◆ EXERCISE INSTRUCTIONS ◆
Please gather every line in the rows below that contains the word "railing" and copy each line in full. The match is case-sensitive.

◆ GIVEN DATA ◆
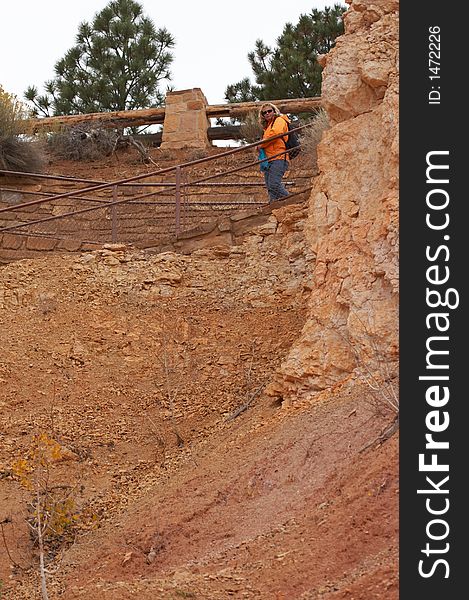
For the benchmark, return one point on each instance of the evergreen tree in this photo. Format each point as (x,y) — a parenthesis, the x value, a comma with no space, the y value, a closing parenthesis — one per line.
(118,62)
(291,69)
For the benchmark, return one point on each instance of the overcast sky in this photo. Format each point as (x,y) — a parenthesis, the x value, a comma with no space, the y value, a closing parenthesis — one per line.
(212,37)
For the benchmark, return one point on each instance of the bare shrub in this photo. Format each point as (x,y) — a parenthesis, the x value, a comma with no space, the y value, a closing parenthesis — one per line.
(84,141)
(20,155)
(311,136)
(17,153)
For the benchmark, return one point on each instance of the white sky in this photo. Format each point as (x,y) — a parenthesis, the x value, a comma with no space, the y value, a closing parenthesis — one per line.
(213,38)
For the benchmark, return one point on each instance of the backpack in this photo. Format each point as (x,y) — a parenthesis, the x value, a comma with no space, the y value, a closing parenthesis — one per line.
(293,141)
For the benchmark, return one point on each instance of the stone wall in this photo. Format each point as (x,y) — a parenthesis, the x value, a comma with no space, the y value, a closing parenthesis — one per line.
(185,121)
(353,215)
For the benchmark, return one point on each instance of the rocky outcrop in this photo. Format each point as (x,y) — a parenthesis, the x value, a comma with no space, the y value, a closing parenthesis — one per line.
(353,213)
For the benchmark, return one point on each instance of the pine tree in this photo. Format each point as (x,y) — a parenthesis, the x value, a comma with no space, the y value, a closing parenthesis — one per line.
(291,69)
(118,63)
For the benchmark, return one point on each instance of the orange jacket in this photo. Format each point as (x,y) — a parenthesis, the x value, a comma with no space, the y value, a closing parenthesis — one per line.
(278,125)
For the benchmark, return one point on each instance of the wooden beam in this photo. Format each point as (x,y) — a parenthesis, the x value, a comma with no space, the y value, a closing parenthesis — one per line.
(155,116)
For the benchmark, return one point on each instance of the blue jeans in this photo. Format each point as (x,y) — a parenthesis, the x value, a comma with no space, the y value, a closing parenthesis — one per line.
(273,179)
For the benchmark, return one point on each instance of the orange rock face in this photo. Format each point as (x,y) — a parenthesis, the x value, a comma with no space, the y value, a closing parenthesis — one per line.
(353,213)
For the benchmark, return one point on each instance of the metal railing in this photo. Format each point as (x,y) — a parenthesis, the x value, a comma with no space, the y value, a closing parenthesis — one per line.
(167,207)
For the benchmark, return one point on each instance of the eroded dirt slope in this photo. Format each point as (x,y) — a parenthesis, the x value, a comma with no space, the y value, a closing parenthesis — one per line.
(149,371)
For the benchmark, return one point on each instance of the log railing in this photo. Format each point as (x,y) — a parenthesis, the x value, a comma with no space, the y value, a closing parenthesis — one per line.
(155,116)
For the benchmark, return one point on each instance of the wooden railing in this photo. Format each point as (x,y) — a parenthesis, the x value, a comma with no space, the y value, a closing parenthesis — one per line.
(155,116)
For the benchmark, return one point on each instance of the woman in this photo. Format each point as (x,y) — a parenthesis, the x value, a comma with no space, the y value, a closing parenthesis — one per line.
(274,123)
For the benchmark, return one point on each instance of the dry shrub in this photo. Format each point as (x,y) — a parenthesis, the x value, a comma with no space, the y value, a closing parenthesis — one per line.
(85,141)
(17,153)
(311,136)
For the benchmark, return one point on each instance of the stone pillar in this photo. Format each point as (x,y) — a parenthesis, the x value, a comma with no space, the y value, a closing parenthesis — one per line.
(185,122)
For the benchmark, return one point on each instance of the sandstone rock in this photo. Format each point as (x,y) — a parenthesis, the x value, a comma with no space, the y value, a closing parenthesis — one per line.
(353,219)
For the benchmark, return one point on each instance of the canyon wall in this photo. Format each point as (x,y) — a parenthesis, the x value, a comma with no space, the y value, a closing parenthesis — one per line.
(352,225)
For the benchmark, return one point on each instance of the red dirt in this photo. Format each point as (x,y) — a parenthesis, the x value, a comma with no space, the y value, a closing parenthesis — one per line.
(138,374)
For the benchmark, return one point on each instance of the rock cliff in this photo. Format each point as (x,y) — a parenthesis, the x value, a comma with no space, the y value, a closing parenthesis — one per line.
(353,212)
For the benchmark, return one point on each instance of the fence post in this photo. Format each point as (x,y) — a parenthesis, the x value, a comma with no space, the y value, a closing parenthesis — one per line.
(178,199)
(114,216)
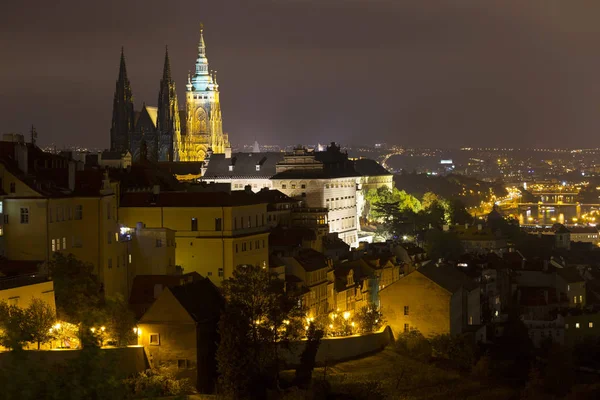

◆ OUTPUT OF THE EXERCISE ◆
For the benchmark, return one point on each instance of the metal railing in this photo. Format each point as (x,y) — a parenthesis, the x value, a comma with no space, the y value, a closing parenthesis — one per line.
For the benchmark, return one point on each instance of the log railing in this photo. Format each point as (x,y) — a parenthesis, the x value, a comma with no space, the y value, a closing parenthesis — one per line.
For the benchmark, return one point on each instance of the wooden railing in this photo. Format each point as (x,y) — a parenthesis, the x value, a comma with no space, the y value, a closing parenthesis — one per line.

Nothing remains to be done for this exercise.